======== Task inputs

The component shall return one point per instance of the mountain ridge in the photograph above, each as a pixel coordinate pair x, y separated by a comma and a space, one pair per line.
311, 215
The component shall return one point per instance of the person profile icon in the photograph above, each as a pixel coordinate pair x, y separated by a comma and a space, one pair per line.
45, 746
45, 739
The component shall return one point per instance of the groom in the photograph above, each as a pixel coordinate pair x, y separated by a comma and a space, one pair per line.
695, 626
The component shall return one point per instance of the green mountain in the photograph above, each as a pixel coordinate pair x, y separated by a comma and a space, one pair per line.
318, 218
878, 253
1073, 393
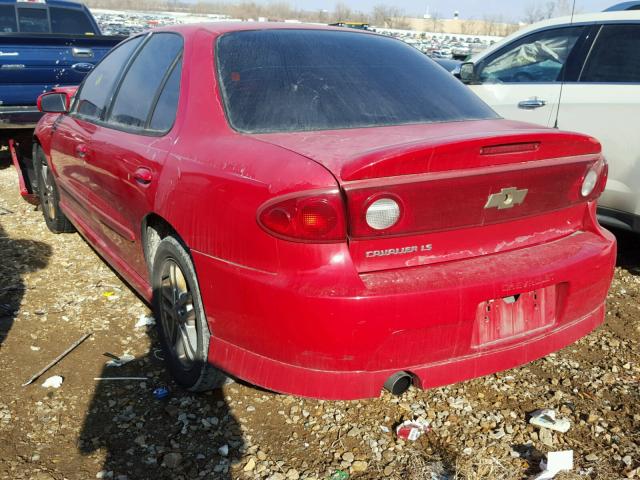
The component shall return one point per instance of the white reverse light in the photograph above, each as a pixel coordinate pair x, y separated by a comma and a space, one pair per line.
383, 213
589, 183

================

§ Problem description
Present the lines above as a numbered list, skipping any blank lines and leaving out the pictures.

§ Exercise solution
1. The component shall return one point per instance of the mountain ridge in the photograph above, each as a pixel coordinate pair x, y separated by a comma and a space, one pair per line.
2. 311, 215
3. The component shall return one point per instance of the person profile icon in the photograph above, each as a pixel coordinate pair x, y separated by a comma and a space, one pair per line.
4. 45, 746
5. 45, 739
6. The component shall return one point per instance of the groom in the photograph above, each as a pixel coordinate pair x, y separated by a comma and a space, one pair per line.
7. 695, 626
8. The component shall return one point per instance of the green mountain in the photograph above, each as a pixel coordinate pair x, y separated by a comma and a space, one pair per line.
9. 318, 218
10. 878, 253
11. 1073, 393
12. The component shall return one point per instance of the white reverse light in the photograph above, each as a pixel coordinate pair x, y separated by a comma and a space, one pair per line.
13. 383, 213
14. 589, 183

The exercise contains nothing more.